_Exercise directions:_
From the passage about the family's travels to all 50 states, list every means of transportation the family has used.

_Given passage:_
***
On Dec. 28, 2017, my family of four, including my husband, Ellis, and our two adult children, Michael and Marisa, arrived in Dallas. It was a momentous occasion as it marked the 50th state we have traveled to together since the children were babies. They are now 25 and 29.
We have traveled by car, bus, train, airplane, cruise ship and twice by RV. The only rule was that we had to go to the state together and we had to set foot in each state. On this road trip, we were “escorting” our daughter to Austin, Texas, to do an internship for her doctorate in physical therapy, and it provided the perfect opportunity for us to complete our last five states: Alabama, Mississippi, Arkansas, Oklahoma and Texas.
Since we started this trip in Alabama, we began with the 16th Street Baptist Church, where, in 1963, four little girls were killed, sparking the Civil Rights Act of 1964, which we learned more about by visiting the Birmingham Civil Rights Institute across the street, as well as later on at the LBJ Presidential Library in Austin. Next we drove to Tupelo, Mississippi, to visit Elvis Presley’s birthplace, and his Graceland home and museum in Memphis, Tennessee. Have you ever been to the Peabody Hotel there to see the Duck March? Hysterical! Or the Memphis Rock and Soul Museum? Incredible!
***
_Dataset extract:_
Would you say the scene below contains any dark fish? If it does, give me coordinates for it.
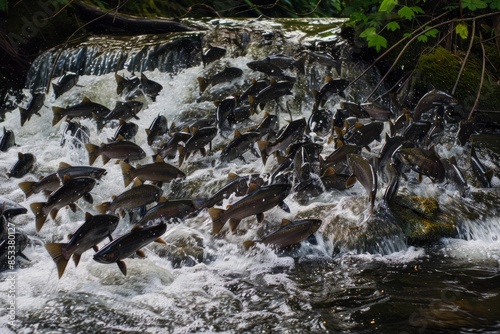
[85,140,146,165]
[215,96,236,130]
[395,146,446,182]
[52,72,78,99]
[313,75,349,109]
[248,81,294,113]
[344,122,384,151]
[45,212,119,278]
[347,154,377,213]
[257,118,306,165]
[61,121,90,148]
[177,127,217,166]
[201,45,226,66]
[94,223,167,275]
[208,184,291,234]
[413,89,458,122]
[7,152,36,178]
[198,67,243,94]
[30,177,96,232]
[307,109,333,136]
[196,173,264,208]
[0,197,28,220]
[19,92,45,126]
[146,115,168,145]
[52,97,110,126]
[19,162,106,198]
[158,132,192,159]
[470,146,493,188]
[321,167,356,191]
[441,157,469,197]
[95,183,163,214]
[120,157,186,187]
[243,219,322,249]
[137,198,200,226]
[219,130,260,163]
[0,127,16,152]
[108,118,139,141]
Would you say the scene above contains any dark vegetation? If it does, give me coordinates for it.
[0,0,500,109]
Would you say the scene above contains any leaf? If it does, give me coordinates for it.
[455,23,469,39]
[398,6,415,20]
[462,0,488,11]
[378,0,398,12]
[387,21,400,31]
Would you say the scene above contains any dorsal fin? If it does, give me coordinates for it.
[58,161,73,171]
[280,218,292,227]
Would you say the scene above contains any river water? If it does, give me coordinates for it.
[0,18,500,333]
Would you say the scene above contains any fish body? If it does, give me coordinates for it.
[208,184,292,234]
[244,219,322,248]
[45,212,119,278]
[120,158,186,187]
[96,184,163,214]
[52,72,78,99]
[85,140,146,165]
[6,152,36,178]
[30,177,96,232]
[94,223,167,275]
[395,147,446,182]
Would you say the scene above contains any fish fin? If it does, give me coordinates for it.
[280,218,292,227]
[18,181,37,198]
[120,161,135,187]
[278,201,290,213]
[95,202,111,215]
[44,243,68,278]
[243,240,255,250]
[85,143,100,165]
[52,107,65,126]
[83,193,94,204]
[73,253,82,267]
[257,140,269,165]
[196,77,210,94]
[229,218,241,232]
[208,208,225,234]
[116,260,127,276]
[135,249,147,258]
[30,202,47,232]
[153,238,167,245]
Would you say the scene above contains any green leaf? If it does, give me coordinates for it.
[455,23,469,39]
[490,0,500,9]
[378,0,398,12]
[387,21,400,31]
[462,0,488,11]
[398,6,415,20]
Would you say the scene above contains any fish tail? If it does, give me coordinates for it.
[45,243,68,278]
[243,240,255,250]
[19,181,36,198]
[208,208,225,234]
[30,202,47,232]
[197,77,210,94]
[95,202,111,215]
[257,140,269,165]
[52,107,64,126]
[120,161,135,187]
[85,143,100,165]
***
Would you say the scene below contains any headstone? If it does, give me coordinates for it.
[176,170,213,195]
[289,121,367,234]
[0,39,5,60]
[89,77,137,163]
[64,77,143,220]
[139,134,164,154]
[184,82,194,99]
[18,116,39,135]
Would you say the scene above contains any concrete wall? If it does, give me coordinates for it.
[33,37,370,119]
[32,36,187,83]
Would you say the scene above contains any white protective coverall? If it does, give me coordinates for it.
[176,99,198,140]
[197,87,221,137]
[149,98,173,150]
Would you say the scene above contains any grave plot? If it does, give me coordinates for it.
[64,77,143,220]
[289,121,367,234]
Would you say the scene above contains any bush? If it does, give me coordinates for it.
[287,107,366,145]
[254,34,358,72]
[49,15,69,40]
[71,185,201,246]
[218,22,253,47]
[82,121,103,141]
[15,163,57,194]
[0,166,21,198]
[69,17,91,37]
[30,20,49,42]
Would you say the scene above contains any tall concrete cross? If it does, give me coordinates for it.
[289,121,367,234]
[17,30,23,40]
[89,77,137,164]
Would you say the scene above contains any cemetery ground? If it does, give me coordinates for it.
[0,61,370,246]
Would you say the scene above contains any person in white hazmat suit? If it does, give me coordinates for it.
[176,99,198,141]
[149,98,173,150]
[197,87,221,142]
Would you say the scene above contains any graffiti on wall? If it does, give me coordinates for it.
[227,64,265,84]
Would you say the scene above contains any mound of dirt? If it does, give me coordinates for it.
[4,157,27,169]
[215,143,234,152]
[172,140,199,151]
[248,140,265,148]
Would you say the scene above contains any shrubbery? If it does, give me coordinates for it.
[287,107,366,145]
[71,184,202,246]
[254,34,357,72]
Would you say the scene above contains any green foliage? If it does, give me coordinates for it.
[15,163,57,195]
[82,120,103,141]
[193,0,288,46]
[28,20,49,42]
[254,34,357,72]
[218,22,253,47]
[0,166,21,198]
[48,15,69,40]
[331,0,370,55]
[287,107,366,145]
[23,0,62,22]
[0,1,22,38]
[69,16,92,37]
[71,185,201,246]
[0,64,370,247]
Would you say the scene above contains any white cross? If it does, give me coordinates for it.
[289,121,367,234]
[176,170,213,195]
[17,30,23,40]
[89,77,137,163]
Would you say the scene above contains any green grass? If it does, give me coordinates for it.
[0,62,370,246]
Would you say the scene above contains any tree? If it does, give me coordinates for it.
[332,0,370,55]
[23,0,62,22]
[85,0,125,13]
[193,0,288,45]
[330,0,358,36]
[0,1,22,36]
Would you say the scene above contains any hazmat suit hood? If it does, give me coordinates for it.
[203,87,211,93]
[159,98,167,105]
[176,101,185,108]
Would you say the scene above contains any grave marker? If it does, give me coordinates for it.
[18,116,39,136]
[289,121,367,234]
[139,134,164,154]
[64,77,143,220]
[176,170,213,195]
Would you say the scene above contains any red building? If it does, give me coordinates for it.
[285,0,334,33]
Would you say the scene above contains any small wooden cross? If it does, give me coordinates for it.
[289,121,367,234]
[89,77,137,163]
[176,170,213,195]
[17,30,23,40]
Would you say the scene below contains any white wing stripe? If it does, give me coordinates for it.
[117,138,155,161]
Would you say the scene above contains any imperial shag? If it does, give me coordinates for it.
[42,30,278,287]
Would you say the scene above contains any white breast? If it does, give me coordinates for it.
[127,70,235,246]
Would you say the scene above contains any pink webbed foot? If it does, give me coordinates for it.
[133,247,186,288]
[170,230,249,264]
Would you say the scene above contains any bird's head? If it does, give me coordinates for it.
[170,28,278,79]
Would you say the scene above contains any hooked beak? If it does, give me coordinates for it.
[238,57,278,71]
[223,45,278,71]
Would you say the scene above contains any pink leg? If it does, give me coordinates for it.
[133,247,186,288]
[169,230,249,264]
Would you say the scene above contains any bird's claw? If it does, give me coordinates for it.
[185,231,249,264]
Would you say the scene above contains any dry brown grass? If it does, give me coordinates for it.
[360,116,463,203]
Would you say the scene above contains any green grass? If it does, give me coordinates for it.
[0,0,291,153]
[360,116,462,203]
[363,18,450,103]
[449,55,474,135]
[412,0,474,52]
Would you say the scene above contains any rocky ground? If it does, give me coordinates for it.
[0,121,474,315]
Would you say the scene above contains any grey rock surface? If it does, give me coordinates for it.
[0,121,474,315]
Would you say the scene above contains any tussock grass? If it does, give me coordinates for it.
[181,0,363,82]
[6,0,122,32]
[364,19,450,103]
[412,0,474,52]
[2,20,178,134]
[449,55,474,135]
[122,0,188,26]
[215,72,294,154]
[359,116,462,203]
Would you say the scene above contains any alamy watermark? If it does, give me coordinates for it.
***
_Exercise response:_
car, bus, train, airplane, cruise ship, RV